→ **指定タスク 1**
以下のレコードから、「plaid」という語を含む行をすべて抜き出して書き写してください。

→ **本文**
——————

パントマイムを武器に。若きマルセル・マルソーの戦時下での実話~映画『沈黙のレジスタンス』ヤクボウィッツ監督インタビュー
『沈黙のレジスタンス』 パントマイムをするマルセル
笑うことも、夢を見ることもできなかった第二次世界大戦下のユダヤ人孤児たち。彼らに勇気と笑顔と命を与えた若者のひとりが、のちに<パントマイムの神様>と称されたマルセル・マルソーだった。俳優を目指しながらも他人とうまく関われずにいた青年マルセル(ジェシー・アイゼンバーグ)は、傷ついた子ども達と出会い、人間味豊かな人物へと変わっていく。子ども達とマルセルを繋ぐのは“パントマイム”だ。
映画『沈黙のレジスタンス』(2021年8月27日・日本公開)のジョナタン・ヤクボウィッツ監督は「真のアートとは、観客や相手とコミュニケーションができた時に成立する」と言う。身体ひとつでそこに見えない世界を生み出すパントマイム。想像力と創造力が、人間の生きる希望となる様子を、ナチスに追い詰められる緊迫した日々のなかに描いていく。ヤクボウィッツ監督に、パフォーマンスの力や、史実をもとにした映画づくりなどについて聞いた。
ジョナタン・ヤクボウィッツ監督
■言葉を持たない芸術、パントマイムは「想像上のレジスタンス」
──なぜマルセル・マルソーの映画を撮ろうと思ったのですか?
マルセル・マルソーという人のことは知っていたんですけれど、彼がユダヤ人であることや、戦争中に子どもを救ったことは知りませんでした。あれほど有名な人なのに、彼の英雄的な行為を私は知らなかったし、たぶん多くの人にも知られていません。この状況は変えなければならないと思い、この映画を作ることにしました。
──マルセル・マルソーという人物の魅力はなんでしょう?

——————

データセットに記載された項目
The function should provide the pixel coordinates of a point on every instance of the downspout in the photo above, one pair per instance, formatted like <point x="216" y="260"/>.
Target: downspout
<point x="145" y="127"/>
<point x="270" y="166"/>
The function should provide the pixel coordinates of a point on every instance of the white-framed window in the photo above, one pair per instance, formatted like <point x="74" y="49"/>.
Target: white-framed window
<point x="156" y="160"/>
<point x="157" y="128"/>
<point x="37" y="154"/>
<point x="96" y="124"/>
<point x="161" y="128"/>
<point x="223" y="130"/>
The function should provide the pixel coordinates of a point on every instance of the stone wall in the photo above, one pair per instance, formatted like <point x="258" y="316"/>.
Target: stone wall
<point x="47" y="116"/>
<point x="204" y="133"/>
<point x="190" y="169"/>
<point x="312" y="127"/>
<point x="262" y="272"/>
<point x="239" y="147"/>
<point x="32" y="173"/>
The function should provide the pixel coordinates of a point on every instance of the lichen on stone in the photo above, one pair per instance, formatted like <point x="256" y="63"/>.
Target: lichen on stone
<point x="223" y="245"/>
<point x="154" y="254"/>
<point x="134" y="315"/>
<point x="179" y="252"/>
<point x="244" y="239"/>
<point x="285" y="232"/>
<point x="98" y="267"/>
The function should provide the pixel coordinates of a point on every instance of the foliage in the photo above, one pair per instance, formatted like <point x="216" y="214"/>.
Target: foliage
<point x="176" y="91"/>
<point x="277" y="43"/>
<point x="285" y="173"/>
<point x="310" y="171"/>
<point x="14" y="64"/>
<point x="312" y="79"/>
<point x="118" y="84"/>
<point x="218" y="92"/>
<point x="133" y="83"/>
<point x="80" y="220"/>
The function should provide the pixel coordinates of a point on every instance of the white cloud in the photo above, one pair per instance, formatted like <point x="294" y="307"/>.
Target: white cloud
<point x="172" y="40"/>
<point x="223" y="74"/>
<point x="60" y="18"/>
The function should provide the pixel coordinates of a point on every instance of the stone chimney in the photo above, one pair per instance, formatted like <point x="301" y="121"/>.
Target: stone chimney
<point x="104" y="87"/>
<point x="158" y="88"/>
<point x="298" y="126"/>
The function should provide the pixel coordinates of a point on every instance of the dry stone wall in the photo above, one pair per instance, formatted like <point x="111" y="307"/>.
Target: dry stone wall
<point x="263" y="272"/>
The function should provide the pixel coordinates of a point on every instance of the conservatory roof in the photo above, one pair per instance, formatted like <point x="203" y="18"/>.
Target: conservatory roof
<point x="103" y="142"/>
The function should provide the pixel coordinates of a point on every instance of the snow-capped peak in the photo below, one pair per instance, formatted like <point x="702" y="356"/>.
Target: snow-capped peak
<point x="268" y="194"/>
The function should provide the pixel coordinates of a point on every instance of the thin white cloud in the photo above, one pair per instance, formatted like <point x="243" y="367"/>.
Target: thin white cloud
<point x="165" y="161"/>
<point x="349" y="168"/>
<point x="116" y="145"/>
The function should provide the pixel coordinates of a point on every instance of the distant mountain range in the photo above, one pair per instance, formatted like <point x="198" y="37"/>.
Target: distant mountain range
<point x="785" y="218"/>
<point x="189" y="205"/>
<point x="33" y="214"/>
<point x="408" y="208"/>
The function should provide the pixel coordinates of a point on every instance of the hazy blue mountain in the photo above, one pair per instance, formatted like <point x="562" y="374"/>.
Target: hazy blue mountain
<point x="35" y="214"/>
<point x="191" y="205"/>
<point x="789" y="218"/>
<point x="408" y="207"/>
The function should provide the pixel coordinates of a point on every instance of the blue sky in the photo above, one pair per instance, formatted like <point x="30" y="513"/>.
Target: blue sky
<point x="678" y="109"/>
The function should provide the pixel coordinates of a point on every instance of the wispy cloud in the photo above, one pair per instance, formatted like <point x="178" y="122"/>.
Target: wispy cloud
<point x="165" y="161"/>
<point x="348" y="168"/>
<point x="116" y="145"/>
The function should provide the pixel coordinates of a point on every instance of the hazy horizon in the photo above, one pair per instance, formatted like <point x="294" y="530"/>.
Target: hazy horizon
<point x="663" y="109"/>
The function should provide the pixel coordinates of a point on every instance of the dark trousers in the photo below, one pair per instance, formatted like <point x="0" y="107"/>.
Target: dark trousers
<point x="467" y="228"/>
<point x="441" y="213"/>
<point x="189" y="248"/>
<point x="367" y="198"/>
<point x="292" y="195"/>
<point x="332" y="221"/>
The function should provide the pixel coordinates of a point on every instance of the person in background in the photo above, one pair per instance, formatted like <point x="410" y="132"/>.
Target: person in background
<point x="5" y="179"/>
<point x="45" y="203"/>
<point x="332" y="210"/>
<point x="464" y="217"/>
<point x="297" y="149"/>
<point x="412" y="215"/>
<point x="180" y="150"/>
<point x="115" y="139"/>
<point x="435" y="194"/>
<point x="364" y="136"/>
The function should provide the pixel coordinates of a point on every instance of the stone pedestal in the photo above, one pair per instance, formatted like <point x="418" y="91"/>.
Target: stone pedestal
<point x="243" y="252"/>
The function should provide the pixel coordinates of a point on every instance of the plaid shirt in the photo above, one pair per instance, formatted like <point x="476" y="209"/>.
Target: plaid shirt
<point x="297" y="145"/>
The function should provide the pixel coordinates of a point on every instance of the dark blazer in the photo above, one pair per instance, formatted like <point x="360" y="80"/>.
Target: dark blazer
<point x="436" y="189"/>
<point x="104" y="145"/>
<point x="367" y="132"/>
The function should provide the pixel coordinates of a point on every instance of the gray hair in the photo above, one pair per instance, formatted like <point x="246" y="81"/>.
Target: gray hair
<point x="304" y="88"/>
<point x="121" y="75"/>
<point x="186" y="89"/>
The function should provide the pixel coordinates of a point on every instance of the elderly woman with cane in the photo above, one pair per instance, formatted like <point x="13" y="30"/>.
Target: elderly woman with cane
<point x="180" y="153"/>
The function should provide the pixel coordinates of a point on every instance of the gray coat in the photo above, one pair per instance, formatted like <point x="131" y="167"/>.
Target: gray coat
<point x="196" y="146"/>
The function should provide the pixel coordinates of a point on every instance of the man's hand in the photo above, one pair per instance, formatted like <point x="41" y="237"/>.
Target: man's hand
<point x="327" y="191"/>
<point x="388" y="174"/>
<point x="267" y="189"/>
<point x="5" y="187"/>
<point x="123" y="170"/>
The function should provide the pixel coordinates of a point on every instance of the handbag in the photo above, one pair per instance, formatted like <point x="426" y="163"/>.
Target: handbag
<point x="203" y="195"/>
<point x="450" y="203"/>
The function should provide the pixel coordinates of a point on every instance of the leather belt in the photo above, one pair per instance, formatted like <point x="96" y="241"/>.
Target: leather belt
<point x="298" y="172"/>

——————

→ **指定タスク 2**
上の本文に基づき、次の問いにそれぞれ答えてください。
(a) 映画『沈黙のレジスタンス』の日本公開日はいつですか。
(b) 青年マルセルを演じた俳優は誰ですか。
(c) ヤクボウィッツ監督は、マルセル・マルソーについてどのようなことを知らなかったと述べていますか。

→ **正解 1**
The function should provide the pixel coordinates of a point on every instance of the plaid shirt in the photo above, one pair per instance, formatted like <point x="476" y="209"/>.
Target: plaid shirt

→ **正解 2**
(a) 2021年8月27日
(b) ジェシー・アイゼンバーグ
(c) 彼がユダヤ人であることと、戦争中に子どもを救ったこと